- _Reading passage_
═══

|Size||170 square miles (440 square kilometers)|
|Population||101,000 (91% Black, 4.4% multiracial, 1.7% European, and 2.9% other)|
|Status||Independent country since 1981, part of the Commonwealth|
|GDP per capita (2014)||$25,998|
|Currency||Eastern Caribbean dollar pegged to US dollar|
|Electricity||US standard two-prong|
|Driving||on the left, local driving license or permit required|
A place rich in history, diverse nature and stunning views. If you are looking for the Caribbean “whole package” Antigua and Barbuda fit the definition. Independent since 1981, Antigua and Barbuda was first colonized by the English in mid seventeenth century. Much of their rule was marked by slavery started to run cotton plantations, and of which legacy can be found throughout the islands. Antigua was also a key military post for the British navy and it is here where Horatio Nelson was garrisoned for many years and has dockyard named after him.
Visitors to these beautiful islands have a huge amount of choices as far as where they stay, what and where they eat and what activities they pursue. Tourism is the key industry for this small nation and growth in the area is significant – you are likely to run into new hotel or villa construction while you are there. Hence, you will find plenty of options to spend your time as well as modern comforts here. In addition, Antigua is a second (or third!) home to many celebrities who own expansive mansions throughout the island so you have a good chance to be starstruck at some point while visiting.
Although Antigua and Barbuda are one country, since hurricane Irma hit in 2017 they unfortunately cannot be described together as a similar destination with the same features and amenities. Whereas hurricane Irma mostly spared Antigua, it devastated 90% of Barbuda and prompt evacuation of all of its population. Today, the island has recovered greatly and as much as half of it population has returned. However, several main hotels remain closed and services for visitors are still hindered.
If you like direct flights, you are in luck! You can get to Antigua’s V. C. Bird International Airport on a non-stop flight from several US destinations – New York (both JFK and Newark), Atlanta, Miami, Charlotte as well as from Toronto and UK’s London Heathrow. You can also get good connections though these cities from other locations in North America and Europe and your total travel time one way should not exceed 10 hours. However, note that the direct flights are usually once or twice per week in off-season and three to five times per week in season (December through April). Separately, it is important to mention St. John is and important port-of-call for major Caribbean cruise lines. Therefore, you also have an option of exploring Antigua for a day or two while on such a cruise.
Four wheel drive is the best way to get around Antigua and explore hidden spots that others may have missed. The island roads are not in great condition, and you will encounter lots of potholes especially on side and minor roads, of which majority are simple dirt tracks. However, if you plan to only travel between a resort and the airport or St. John’s than a standard car will do just fine. As far as taxis you will find plenty of them at the airport and many of them are mini buses picking up 10-15 people at a time and dropping them off at their various hotels. You will also be able to get a taxi to and from most hotels within 30 minutes of ordering one. For the more adventures, you can find local buses in several locations in St. John’s that have regular stops along the main roads of the island. However, their timings are pretty unpredictable and you may end up wasting much time.

═══

- _Source records_
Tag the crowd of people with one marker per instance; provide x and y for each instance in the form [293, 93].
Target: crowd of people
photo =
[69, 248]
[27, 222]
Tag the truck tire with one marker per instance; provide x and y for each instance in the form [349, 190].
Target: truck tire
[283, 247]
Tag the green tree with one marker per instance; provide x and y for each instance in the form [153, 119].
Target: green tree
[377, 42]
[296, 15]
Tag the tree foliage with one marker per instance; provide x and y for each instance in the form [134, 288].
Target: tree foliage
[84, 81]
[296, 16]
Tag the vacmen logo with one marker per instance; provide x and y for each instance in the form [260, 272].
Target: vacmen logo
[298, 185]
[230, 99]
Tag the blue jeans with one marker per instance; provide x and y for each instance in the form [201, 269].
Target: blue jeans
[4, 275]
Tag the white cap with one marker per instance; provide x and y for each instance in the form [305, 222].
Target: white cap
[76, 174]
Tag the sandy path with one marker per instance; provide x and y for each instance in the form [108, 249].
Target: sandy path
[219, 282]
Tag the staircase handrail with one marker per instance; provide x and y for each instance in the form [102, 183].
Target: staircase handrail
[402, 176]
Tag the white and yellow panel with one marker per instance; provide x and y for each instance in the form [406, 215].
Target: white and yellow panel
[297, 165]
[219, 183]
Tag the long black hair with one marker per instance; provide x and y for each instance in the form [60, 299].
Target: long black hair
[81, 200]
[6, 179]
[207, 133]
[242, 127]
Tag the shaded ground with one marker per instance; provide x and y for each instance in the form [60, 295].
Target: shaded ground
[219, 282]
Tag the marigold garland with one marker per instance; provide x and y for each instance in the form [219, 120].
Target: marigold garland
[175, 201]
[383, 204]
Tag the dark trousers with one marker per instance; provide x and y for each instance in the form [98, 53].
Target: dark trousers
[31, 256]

═══

- _Exercise instructions_
(1) Copy out, word for word, the lines of the listing starting at the line that contains "Tag the vacmen" and ending at the last line of the listing.
(2) Keep writing the Antigua and Barbuda travel guide, picking up right after its last sentence.

- _Response list_
(1)
Tag the vacmen logo with one marker per instance; provide x and y for each instance in the form [260, 272].
Target: vacmen logo
[298, 185]
[230, 99]
Tag the blue jeans with one marker per instance; provide x and y for each instance in the form [201, 269].
Target: blue jeans
[4, 275]
Tag the white cap with one marker per instance; provide x and y for each instance in the form [305, 222].
Target: white cap
[76, 174]
Tag the sandy path with one marker per instance; provide x and y for each instance in the form [108, 249].
Target: sandy path
[219, 282]
Tag the staircase handrail with one marker per instance; provide x and y for each instance in the form [102, 183].
Target: staircase handrail
[402, 176]
Tag the white and yellow panel with one marker per instance; provide x and y for each instance in the form [406, 215].
Target: white and yellow panel
[297, 165]
[219, 183]
Tag the long black hair with one marker per instance; provide x and y for each instance in the form [60, 299].
Target: long black hair
[81, 200]
[6, 179]
[207, 133]
[242, 127]
Tag the shaded ground with one marker per instance; provide x and y for each instance in the form [60, 295].
Target: shaded ground
[219, 282]
Tag the marigold garland with one marker per instance; provide x and y for each instance in the form [219, 120].
Target: marigold garland
[175, 201]
[383, 204]
Tag the dark trousers with one marker per instance; provide x and y for each instance in the form [98, 53].
Target: dark trousers
[31, 256]

(2)
If you want to visit Barbuda, you can book a flight from St John’s or take a 90 minute ferry (bumpy!), which departs St. John’s harbour five times a week (most days except Mondays and Wednesdays). Check out the website of Barbuda Express for latest schedule and pricing.
Things to explore
One of special features of Antigua is its geography. Looking at a map, you will notice the island has a very uneven coast with lots of coves and sheltered bays as well as small islands close to the coast. Such shoreline means that Antigua prides itself of hundreds of beautiful pristine beaches surrounded by calm, blue waters and sheltered from strong winds. In fact, the locals have counted as many as 365 beaches in Antigua and Barbuda, which will keep you busy all year round!
Our personal favorite beach, and one, of which you won’t read in many guides is Deep Bay beach located on the north-western coast of Antigua. The beach is in a bay facing small hills on one side and remains of Fort Barrington, which dates back to 1779, on the other side. From the top of the fort you can seem much of St John’s and Five Islands village. In the middle of the bay’s shallow waters lies a 100 year old shipwreck, which is great fun to explore for snorkelers. The beach stays empty most days and you can have it all to yourself. However, note the drive to Deep Bay is difficult and due to its remote location, safety should be top of your mind.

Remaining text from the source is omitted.